__Extract__:
==============================
Vancouver skateboarder Joe Buffalo wants to inspire a new generation of Indigenous skateboarders.

“That’s been like a dream of mine because I never had that growing up,” Buffalo told CBC’s the Early Edition. “I had to figure things out on my own. I just want to be the person that I always wanted.”

That’s a message he’ll deliver this weekend at All Aboard organized by the Vancouver Skateboard Coalition and Granville Island. The event will offer two days of skateboarding at a new indoor mini ramp, free lessons and other activities aimed at bringing Vancouver skateboarders together. 

On Saturday evening, Buffalo will be part of a panel discussion called Skateboarding With Intent to Change which will look at skateboarding’s impact on education, mental health and social awareness.

Buffalo is a member of the Samson Cree Nation and grew up in Maskwacis, Alberta. As a child, he spent five years at one of Canada’s last residential schools, an experience he describes as “really dark.”

Buffalo is working with Colonialism Skateboards which uses the art on boards to teach Indigenous history. (Maggie MacPherson/CBC)

He left the school at 14 and moved to Ottawa where he started getting skateboard sponsorships. Earlier this year, Buffalo went pro with Colonialism Skateboards, a Saskatchewan-based company that uses skateboard art to teach about the history and legacy of colonization.  

Everett Tetz, manager of community outreach for New Line Skateparks, helped organize Saturday evening’s panel. He said there’s a global movement of people using skateboarding for positive change with international events. 

Tetz said the accessibility of skateboarding makes it a good way to engage with young people. 

“We know there’s a lot of research behind exercise, physical activity in the brain and the connection to mental health,” he said. “And marginalized communities are coming together and empowering each other to create some of these positive changes.”

The panel also includes a social worker who is working in a clinical setting using skateboarding to heal the brain from childhood trauma, as well as speakers on gender and LGBTQ inclusion.  

Everett Tetz, manager of community outreach for New Line Skateparks, says there’s an international movement to use skateboarding for positive change. (Maggie MacPherson/CBC)

Tetz describes Buffalo as a “legend.”

“If you’ve skateboarded in Canada you know Joe, because you saw him skate at a park coming up and he’s just always been one of the most powerful, stylish skateboarders in Canada,” he said. 

For Buffalo, Saturday’s event is a way to educate people about Canada’s history and promote skateboarding as a positive outlet for young people. 

“It teaches you so much about just life in general. Persistence and perseverance. And that’s the vibe I like about it. There’s no wrong way of doing it. It’s just beautiful.” 

“I just want to show the kids that it you can make the right choices, that there’s hope,” he said.
==============================
__Input data__:
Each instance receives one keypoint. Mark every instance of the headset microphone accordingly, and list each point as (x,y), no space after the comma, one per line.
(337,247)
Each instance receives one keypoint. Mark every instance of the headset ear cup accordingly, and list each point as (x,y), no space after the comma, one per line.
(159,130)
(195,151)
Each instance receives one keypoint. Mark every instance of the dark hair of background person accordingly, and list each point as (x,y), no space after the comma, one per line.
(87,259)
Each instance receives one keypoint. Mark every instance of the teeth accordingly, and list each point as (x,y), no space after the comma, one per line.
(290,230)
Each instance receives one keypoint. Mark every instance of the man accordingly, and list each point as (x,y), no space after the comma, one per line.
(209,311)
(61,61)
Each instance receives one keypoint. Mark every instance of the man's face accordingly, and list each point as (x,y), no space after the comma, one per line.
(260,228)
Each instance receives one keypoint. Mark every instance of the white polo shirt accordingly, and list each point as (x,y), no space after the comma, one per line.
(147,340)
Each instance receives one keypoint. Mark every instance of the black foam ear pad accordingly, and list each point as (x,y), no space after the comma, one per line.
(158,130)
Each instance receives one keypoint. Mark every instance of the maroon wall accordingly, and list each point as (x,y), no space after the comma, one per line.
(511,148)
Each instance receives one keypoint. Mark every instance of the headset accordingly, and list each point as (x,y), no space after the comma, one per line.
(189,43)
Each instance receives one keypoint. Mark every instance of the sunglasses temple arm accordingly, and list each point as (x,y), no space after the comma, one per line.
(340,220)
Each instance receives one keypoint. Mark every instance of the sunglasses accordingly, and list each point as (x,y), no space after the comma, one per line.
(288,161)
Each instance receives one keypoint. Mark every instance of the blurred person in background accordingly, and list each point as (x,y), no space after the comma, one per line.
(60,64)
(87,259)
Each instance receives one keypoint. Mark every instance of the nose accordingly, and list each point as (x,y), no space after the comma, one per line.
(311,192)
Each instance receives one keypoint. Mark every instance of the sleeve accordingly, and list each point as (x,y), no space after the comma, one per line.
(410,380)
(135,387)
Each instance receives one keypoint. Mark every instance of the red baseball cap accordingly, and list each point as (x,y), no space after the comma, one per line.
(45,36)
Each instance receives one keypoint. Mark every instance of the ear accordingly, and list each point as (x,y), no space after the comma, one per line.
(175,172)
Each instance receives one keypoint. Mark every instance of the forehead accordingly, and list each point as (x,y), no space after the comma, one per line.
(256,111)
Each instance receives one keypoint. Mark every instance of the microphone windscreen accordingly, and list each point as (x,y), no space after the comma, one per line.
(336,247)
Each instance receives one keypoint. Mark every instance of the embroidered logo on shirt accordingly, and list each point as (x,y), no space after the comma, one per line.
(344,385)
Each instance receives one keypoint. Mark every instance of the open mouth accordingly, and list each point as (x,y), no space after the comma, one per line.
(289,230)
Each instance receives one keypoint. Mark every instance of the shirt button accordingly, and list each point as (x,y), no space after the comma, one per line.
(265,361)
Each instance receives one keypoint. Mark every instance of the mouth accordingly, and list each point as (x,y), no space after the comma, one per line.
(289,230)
==============================
__Required action 1__: How would you sum up the skateboarding article in two sentences?
__Required action 2__: Can you reproduce verbatim the part of the skateboarding article between "Buffalo is working" and "with young people.", inclusive?
The records have no connection to the skateboarding article.

__Answer space 1__: Vancouver skateboarder Joe Buffalo is a member of the Samson Cree Nation who spent five years at a residential school and went pro this year with Colonialism Skateboards. He wants to inspire a new generation of Indigenous skateboarders and will speak this weekend at All Aboard, on a Saturday evening panel called Skateboarding With Intent to Change that looks at skateboarding's impact on education, mental health and social awareness.

__Answer space 2__:
Buffalo is working with Colonialism Skateboards which uses the art on boards to teach Indigenous history. (Maggie MacPherson/CBC)

He left the school at 14 and moved to Ottawa where he started getting skateboard sponsorships. Earlier this year, Buffalo went pro with Colonialism Skateboards, a Saskatchewan-based company that uses skateboard art to teach about the history and legacy of colonization.  

Everett Tetz, manager of community outreach for New Line Skateparks, helped organize Saturday evening’s panel. He said there’s a global movement of people using skateboarding for positive change with international events. 

Tetz said the accessibility of skateboarding makes it a good way to engage with young people.